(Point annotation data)

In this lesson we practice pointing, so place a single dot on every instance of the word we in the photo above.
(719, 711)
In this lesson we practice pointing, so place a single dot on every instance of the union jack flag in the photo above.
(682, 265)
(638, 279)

_What the task requires_. Write out all of the data again, substituting "exercise" for every "lesson" and changing nothing else.

_Solution to the exercise_.
In this exercise we practice pointing, so place a single dot on every instance of the word we in the photo above.
(719, 711)
In this exercise we practice pointing, so place a single dot on every instance of the union jack flag in the photo above.
(682, 265)
(638, 279)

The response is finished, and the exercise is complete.